> Photo-based referring expression data:
◇ ◇ ◇ ◇ ◇ ◇ ◇

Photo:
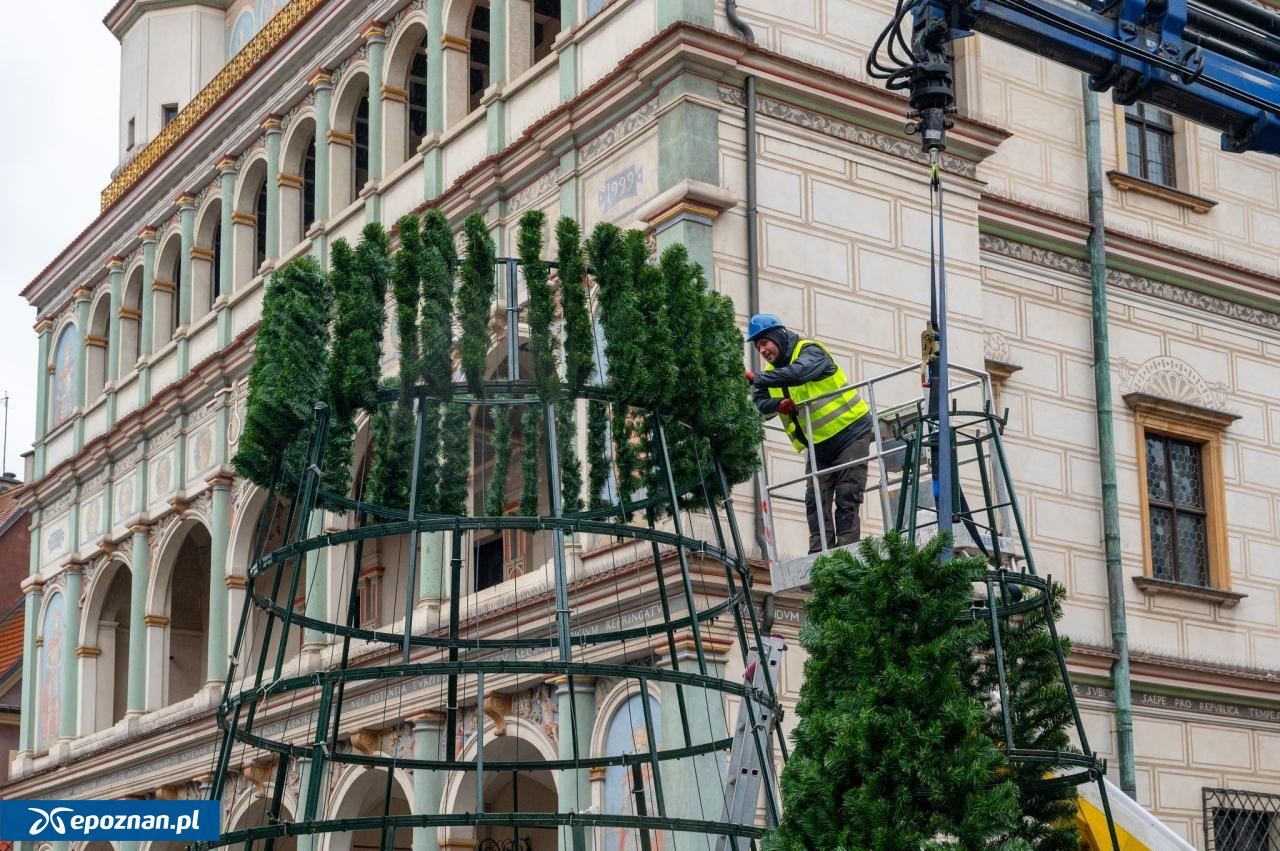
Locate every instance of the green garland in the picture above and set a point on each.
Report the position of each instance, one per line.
(496, 499)
(566, 447)
(531, 433)
(579, 338)
(888, 753)
(597, 452)
(475, 301)
(288, 376)
(542, 305)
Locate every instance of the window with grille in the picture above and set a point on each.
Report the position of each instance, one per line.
(1183, 497)
(1240, 820)
(1175, 499)
(1150, 143)
(417, 97)
(478, 72)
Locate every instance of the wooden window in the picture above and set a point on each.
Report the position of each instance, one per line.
(1182, 497)
(1150, 143)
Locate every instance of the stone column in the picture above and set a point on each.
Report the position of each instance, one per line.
(375, 36)
(146, 325)
(44, 333)
(140, 570)
(186, 279)
(574, 787)
(433, 156)
(74, 575)
(33, 590)
(220, 485)
(694, 787)
(428, 786)
(81, 298)
(273, 131)
(225, 270)
(115, 278)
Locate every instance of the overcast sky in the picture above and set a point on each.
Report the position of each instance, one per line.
(59, 95)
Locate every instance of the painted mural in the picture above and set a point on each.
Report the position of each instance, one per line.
(626, 735)
(49, 673)
(63, 388)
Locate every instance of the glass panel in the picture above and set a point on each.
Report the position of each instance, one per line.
(1157, 470)
(1188, 483)
(1192, 550)
(1161, 544)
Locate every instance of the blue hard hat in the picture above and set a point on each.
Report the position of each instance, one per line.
(759, 324)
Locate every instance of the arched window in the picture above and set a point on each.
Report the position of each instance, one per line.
(62, 393)
(547, 26)
(360, 170)
(478, 67)
(309, 188)
(260, 227)
(215, 288)
(417, 99)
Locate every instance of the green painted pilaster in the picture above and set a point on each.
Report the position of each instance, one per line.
(33, 588)
(140, 572)
(574, 787)
(273, 132)
(428, 786)
(227, 172)
(115, 278)
(82, 302)
(700, 12)
(146, 325)
(375, 36)
(45, 333)
(71, 641)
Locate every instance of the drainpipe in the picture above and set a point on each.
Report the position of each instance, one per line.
(1106, 443)
(753, 245)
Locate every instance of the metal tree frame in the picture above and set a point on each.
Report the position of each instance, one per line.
(571, 650)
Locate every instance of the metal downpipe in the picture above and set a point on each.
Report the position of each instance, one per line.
(753, 247)
(1106, 443)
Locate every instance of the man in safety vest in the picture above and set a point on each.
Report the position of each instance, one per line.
(835, 421)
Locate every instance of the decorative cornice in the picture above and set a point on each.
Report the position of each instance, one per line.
(232, 74)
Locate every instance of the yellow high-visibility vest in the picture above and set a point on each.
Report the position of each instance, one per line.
(826, 417)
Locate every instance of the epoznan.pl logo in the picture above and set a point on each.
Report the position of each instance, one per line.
(184, 820)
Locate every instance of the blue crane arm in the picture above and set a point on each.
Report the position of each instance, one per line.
(1217, 67)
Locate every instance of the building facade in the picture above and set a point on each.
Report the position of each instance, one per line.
(278, 128)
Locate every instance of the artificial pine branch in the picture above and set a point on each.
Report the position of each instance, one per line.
(288, 376)
(531, 433)
(888, 750)
(566, 447)
(542, 305)
(597, 452)
(579, 339)
(475, 301)
(496, 501)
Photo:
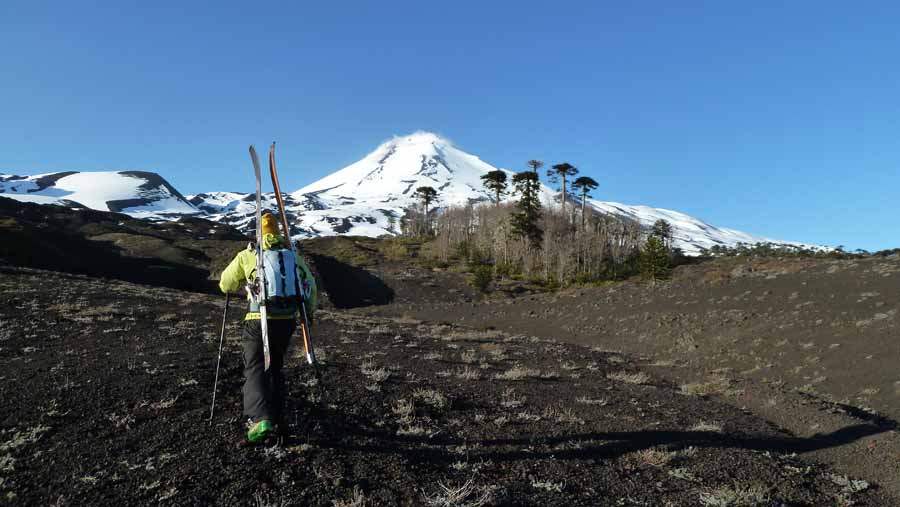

◇ ◇ ◇ ◇ ◇ ◇ ◇

> Try it:
Report how many lines of the entries above contain the word "blue", giving the number by itself.

> Completed task:
2